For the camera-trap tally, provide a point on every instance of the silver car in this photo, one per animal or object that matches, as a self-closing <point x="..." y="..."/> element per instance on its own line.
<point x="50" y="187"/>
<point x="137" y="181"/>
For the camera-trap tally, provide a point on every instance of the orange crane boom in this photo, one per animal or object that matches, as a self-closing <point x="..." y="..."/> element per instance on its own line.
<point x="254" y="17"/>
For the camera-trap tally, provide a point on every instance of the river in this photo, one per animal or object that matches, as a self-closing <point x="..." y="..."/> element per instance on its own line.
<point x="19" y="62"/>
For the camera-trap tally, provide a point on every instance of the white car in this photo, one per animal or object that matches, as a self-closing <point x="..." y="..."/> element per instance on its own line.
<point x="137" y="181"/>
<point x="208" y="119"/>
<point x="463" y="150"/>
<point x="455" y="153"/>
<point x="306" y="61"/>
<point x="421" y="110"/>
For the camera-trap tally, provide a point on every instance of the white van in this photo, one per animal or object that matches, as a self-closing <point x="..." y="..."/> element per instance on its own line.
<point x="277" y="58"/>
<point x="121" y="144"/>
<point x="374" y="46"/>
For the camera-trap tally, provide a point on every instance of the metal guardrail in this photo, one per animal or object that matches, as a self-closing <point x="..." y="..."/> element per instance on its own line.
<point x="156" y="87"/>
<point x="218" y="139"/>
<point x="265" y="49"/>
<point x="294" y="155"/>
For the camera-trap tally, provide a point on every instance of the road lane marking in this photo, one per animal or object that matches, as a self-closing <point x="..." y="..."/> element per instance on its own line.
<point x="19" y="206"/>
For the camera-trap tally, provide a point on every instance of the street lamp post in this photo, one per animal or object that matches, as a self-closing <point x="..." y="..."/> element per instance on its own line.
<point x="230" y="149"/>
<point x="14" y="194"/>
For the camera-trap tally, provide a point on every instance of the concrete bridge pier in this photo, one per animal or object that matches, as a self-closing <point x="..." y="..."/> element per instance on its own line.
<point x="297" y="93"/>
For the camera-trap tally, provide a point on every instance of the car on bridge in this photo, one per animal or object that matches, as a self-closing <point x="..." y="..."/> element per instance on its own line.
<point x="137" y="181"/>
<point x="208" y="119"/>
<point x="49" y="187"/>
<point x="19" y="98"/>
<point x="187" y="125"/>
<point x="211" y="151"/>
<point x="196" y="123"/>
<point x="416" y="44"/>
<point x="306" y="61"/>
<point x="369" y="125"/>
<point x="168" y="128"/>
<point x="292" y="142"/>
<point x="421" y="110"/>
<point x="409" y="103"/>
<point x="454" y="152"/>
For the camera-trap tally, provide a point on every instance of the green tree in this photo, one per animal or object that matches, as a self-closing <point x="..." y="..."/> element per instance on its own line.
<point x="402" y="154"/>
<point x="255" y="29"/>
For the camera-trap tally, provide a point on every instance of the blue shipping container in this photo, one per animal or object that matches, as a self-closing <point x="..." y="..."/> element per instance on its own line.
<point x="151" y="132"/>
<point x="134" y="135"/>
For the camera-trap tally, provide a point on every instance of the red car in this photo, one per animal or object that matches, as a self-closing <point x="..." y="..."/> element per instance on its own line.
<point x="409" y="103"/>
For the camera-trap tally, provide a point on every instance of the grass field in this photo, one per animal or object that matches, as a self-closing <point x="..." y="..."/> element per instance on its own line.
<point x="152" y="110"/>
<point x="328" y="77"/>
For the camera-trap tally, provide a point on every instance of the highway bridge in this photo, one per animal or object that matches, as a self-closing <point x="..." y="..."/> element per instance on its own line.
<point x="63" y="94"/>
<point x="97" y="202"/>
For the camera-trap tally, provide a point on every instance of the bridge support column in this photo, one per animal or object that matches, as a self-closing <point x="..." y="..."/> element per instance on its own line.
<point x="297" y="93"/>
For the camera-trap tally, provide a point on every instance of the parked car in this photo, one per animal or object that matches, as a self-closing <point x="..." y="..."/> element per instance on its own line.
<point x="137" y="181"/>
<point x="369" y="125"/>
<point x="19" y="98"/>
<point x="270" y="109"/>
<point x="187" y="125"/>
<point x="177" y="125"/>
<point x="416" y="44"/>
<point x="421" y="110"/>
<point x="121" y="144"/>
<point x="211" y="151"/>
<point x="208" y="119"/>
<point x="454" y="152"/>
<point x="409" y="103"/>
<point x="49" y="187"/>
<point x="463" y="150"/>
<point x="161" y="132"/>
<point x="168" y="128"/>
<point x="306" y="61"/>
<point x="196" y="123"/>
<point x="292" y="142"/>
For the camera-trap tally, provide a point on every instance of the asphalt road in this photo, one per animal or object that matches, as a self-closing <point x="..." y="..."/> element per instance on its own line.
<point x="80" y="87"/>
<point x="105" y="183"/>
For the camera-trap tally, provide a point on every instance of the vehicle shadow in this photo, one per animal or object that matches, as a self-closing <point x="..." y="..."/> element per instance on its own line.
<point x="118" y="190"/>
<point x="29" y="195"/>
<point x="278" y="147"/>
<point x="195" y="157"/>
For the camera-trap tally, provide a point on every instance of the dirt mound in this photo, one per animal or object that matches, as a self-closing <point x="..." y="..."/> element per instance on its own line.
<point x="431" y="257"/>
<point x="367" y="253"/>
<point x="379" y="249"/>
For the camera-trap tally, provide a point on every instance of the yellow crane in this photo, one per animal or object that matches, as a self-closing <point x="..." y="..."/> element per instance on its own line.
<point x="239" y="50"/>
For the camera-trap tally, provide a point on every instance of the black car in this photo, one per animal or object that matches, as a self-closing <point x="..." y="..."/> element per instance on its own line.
=====
- WORK TO COMPLETE
Rewrite every line of the listing from the line that contains "of the asphalt" through the end, requests included, adding 68 to each x and y coordinate in the answer points. Leave the requests and their sample point format unchanged.

- RESPONSE TO THIS TASK
For the camera-trap tally, provide a point on every instance of the asphalt road in this photo, one per animal or object that matches, as a self-closing <point x="..." y="..."/> element per instance on its own line.
<point x="148" y="155"/>
<point x="173" y="251"/>
For the camera-trap tally, provide a point on every instance of the vehicle shadow in this photo, one per animal or object that matches, as a self-closing <point x="..." y="..."/> element per instance on its own line.
<point x="186" y="258"/>
<point x="97" y="263"/>
<point x="346" y="215"/>
<point x="263" y="225"/>
For the camera-trap tally, provide a point on every instance of the dirt mound in this photo, one per animal or object that matches, as a self-closing <point x="..." y="..."/> element per instance on its own line.
<point x="499" y="325"/>
<point x="435" y="321"/>
<point x="447" y="317"/>
For the camera-trap tally, provide a point on every instance of the yellow crane in this photo, one per animal or object that matches, as a self-closing <point x="..." y="..."/> element per instance on its own line.
<point x="307" y="118"/>
For the camera-trap tally, provide a point on every instance of the black car in this photo, one per animal or object that matches, as a self-closing <point x="..." y="..."/> element per instance on its own line.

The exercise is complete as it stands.